I am assuming that means this nvidia source does not like some of the ABI changes from gcc 3.4 to 4.1?  Either way I don't have a resolution yet.   btw using nvidia-drivers version 1.0.8774

Steps of upgrade:

--------------------------------------------------------------

echo sys-devel/gcc >> /etc/portage/package.keywords

echo dev-libs/gmp >> /etc/portage/package.keywords

emerge -uav gcc

gcc-config i686-pc-linux-gnu-4.1.1

source /etc/profile

emerge --oneshot -av libtool

emerge -eav system

emerge -eav world

re-compiled my kernel

booted the new kernel

recompiled the nvidia driver

gcc --version

-------------------------------------

gcc (GCC) 4.1.1 (Gentoo 4.1.1)

gcc-config -l

--------------------------------------------------------

[1] i686-pc-linux-gnu-3.4.6

[2] i686-pc-linux-gnu-3.4.6-hardened

[3] i686-pc-linux-gnu-3.4.6-hardenednopie

[4] i686-pc-linux-gnu-3.4.6-hardenednopiessp

[5] i686-pc-linux-gnu-3.4.6-hardenednossp

[6] i686-pc-linux-gnu-4.1.1  *

Edit:  Resolved.  I was  stupid and accidentally edited the kernel line in my grub.conf that was remarked out instead of the correct line, thus I was still booting off of the 3.4.6 compiled kernel.

----------

[Rows from a dataset]
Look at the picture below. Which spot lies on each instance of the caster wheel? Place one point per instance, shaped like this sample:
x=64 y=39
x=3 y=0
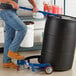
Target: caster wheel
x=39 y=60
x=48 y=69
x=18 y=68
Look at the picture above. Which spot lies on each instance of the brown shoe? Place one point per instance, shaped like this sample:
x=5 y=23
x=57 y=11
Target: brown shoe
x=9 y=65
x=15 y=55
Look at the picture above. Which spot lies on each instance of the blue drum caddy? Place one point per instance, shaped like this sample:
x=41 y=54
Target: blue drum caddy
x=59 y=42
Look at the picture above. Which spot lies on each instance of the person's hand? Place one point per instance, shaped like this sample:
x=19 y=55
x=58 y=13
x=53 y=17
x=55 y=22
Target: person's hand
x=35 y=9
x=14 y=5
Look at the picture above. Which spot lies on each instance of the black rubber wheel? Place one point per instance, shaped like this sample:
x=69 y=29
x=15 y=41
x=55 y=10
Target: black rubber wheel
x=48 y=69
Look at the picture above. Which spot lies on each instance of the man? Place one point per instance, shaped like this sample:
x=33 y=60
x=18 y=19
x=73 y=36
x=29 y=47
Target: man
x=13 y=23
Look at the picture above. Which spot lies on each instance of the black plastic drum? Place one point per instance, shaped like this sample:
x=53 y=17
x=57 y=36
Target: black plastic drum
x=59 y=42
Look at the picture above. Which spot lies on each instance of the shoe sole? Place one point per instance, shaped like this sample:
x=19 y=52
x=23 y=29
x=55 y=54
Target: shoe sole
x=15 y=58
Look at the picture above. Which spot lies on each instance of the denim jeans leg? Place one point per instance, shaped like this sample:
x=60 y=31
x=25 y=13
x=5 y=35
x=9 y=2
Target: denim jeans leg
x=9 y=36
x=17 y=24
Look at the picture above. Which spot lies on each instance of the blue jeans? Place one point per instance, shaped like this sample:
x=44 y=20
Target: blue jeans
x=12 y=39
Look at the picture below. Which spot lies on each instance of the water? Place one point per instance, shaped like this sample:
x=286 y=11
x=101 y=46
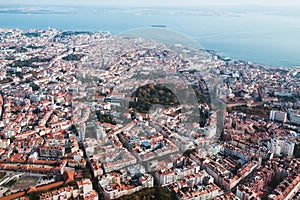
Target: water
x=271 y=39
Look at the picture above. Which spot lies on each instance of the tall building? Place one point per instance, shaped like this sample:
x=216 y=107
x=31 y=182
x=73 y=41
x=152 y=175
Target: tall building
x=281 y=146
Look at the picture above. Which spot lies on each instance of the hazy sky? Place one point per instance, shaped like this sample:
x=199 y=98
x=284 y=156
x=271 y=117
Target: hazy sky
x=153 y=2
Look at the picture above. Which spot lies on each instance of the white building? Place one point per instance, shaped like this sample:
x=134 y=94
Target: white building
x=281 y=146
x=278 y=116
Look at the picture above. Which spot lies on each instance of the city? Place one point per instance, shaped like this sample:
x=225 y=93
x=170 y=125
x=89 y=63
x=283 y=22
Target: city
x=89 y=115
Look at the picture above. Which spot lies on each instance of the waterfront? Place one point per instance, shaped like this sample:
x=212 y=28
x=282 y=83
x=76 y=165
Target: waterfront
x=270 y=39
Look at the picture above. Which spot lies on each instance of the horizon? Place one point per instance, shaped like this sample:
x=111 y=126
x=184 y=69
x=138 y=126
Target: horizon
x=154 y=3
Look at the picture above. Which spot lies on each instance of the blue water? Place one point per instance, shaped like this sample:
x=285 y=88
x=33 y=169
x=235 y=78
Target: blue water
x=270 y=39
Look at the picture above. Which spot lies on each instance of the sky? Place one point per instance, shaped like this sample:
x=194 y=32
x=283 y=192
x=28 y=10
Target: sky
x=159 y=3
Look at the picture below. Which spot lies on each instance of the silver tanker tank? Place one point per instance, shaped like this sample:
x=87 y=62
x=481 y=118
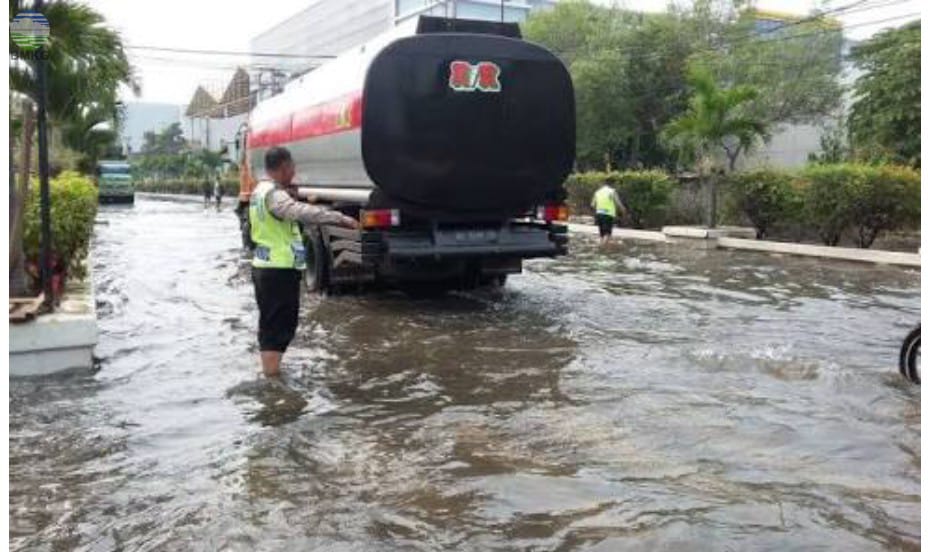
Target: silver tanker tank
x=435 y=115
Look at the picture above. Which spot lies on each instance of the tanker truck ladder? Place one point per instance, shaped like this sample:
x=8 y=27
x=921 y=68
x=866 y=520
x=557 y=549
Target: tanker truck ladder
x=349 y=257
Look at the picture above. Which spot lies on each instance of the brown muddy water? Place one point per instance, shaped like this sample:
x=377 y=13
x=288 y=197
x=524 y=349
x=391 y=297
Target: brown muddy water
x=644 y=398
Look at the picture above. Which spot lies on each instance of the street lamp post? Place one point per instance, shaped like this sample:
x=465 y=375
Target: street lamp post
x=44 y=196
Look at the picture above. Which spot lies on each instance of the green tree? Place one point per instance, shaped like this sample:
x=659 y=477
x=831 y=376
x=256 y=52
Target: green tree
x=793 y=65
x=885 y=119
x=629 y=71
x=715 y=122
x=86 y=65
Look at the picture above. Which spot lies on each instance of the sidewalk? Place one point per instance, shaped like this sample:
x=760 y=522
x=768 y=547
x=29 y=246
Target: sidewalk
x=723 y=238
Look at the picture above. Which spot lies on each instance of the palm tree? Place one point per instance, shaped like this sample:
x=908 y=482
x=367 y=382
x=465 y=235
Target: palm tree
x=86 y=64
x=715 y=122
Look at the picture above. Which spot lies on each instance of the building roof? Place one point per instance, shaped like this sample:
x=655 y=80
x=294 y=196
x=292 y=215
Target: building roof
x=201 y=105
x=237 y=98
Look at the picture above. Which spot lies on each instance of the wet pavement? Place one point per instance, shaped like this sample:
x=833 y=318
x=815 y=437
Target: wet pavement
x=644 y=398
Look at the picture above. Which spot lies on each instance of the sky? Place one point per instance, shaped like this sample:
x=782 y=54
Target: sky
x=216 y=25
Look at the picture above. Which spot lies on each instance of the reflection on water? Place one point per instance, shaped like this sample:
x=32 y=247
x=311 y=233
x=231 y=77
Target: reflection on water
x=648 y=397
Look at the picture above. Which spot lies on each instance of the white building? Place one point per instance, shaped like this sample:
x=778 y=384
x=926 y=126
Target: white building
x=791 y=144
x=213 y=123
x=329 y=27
---
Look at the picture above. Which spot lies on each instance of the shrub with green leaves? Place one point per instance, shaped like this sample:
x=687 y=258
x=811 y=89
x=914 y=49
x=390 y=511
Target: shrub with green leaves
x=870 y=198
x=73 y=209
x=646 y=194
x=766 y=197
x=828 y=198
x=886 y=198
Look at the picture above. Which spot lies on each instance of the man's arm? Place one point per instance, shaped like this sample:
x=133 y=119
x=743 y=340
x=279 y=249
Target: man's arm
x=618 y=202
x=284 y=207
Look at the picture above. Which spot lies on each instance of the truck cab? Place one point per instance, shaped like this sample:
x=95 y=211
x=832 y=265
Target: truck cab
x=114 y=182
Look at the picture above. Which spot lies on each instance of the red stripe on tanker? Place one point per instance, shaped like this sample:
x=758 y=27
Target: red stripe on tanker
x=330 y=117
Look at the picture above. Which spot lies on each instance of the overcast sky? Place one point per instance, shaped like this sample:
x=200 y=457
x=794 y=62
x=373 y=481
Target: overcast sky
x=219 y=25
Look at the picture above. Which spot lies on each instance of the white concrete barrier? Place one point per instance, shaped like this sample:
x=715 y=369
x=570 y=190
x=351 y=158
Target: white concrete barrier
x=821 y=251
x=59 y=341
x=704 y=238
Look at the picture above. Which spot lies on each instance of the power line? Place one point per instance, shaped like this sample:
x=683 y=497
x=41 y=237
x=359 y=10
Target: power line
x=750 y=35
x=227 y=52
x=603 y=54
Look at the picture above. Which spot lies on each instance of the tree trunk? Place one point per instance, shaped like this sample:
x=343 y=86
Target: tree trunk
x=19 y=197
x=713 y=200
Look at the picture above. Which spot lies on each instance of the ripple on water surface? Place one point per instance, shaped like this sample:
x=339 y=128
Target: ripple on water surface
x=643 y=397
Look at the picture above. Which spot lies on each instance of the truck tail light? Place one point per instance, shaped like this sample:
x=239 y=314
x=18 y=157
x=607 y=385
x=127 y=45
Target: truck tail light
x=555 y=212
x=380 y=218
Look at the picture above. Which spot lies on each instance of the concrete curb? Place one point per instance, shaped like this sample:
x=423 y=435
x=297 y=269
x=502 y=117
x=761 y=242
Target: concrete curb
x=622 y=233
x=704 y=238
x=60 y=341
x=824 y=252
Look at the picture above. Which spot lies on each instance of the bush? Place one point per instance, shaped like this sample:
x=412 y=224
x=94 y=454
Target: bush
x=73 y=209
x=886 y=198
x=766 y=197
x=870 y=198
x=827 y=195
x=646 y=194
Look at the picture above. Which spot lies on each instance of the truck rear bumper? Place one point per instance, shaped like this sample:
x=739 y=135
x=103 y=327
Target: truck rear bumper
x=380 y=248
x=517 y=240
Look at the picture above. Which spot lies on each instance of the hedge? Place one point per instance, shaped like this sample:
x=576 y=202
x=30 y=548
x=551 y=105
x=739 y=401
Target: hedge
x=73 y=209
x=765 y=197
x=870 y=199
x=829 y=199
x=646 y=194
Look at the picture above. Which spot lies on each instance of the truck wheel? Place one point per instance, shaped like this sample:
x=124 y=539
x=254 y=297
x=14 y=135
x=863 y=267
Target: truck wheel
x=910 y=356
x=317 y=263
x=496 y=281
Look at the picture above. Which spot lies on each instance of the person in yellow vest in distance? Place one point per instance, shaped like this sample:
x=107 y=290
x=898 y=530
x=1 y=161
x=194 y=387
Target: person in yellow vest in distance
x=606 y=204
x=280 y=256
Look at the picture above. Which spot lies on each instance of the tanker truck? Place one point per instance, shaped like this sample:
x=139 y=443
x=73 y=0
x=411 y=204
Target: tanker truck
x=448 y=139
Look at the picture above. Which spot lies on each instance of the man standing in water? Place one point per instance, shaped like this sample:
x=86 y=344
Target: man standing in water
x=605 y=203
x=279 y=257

WHAT NEEDS TO BE DONE: Can you output the part of the forum post on upgrading gcc that begins at the words "[2] i686-pc-linux-gnu-3.4.6-hardened" and stops after "3.4.6 compiled kernel.", copied precisely with nothing changed?

THE OUTPUT:
[2] i686-pc-linux-gnu-3.4.6-hardened

[3] i686-pc-linux-gnu-3.4.6-hardenednopie

[4] i686-pc-linux-gnu-3.4.6-hardenednopiessp

[5] i686-pc-linux-gnu-3.4.6-hardenednossp

[6] i686-pc-linux-gnu-4.1.1  *

Edit:  Resolved.  I was  stupid and accidentally edited the kernel line in my grub.conf that was remarked out instead of the correct line, thus I was still booting off of the 3.4.6 compiled kernel.